Convert the entries from the line with "Search target: man in red and black shirt" up to and including the line with "[892,415,931,498]" into a JSON list of strings, one string per line, leaving out any blank lines.
:: RECORDS FOR THIS EXERCISE
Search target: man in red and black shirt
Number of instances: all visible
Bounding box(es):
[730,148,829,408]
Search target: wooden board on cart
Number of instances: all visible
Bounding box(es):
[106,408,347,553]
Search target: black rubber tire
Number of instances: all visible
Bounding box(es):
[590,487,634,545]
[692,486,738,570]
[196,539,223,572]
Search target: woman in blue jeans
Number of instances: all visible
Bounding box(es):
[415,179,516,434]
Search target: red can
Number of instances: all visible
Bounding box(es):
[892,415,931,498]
::::
:: RECORDS FOR THIS EXERCISE
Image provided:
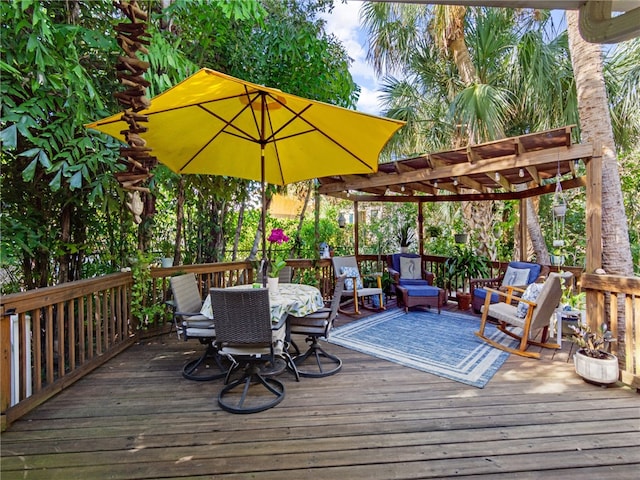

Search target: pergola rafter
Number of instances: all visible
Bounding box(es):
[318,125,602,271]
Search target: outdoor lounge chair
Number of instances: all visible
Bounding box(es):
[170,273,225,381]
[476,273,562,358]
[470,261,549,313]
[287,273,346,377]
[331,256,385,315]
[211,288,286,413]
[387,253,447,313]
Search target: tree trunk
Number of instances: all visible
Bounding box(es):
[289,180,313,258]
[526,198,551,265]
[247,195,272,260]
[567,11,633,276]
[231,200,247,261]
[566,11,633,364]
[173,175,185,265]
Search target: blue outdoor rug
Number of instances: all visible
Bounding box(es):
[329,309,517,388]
::::
**ANSWER TO THE EXERCISE:**
[
  "Search target: man in red and black shirt",
  "Number of instances: all visible",
  "Bounding box(es):",
  "[730,148,829,408]",
  "Search target: wooden board on cart",
  "Number of instances: all visible",
  "Bounding box(es):",
  "[106,408,347,553]",
  "Search target: black rubber tire",
  "Number of instances: all visible",
  "Bounding box(es):",
  "[590,487,634,545]",
  "[692,486,738,570]",
  "[196,539,223,572]",
  "Search target: woman in blue jeans",
  "Number of instances: all visible",
  "Bounding box(es):",
  "[415,179,516,434]",
  "Search target: red can",
  "Number of instances: all visible",
  "Bounding box(es):",
  "[892,415,931,498]"
]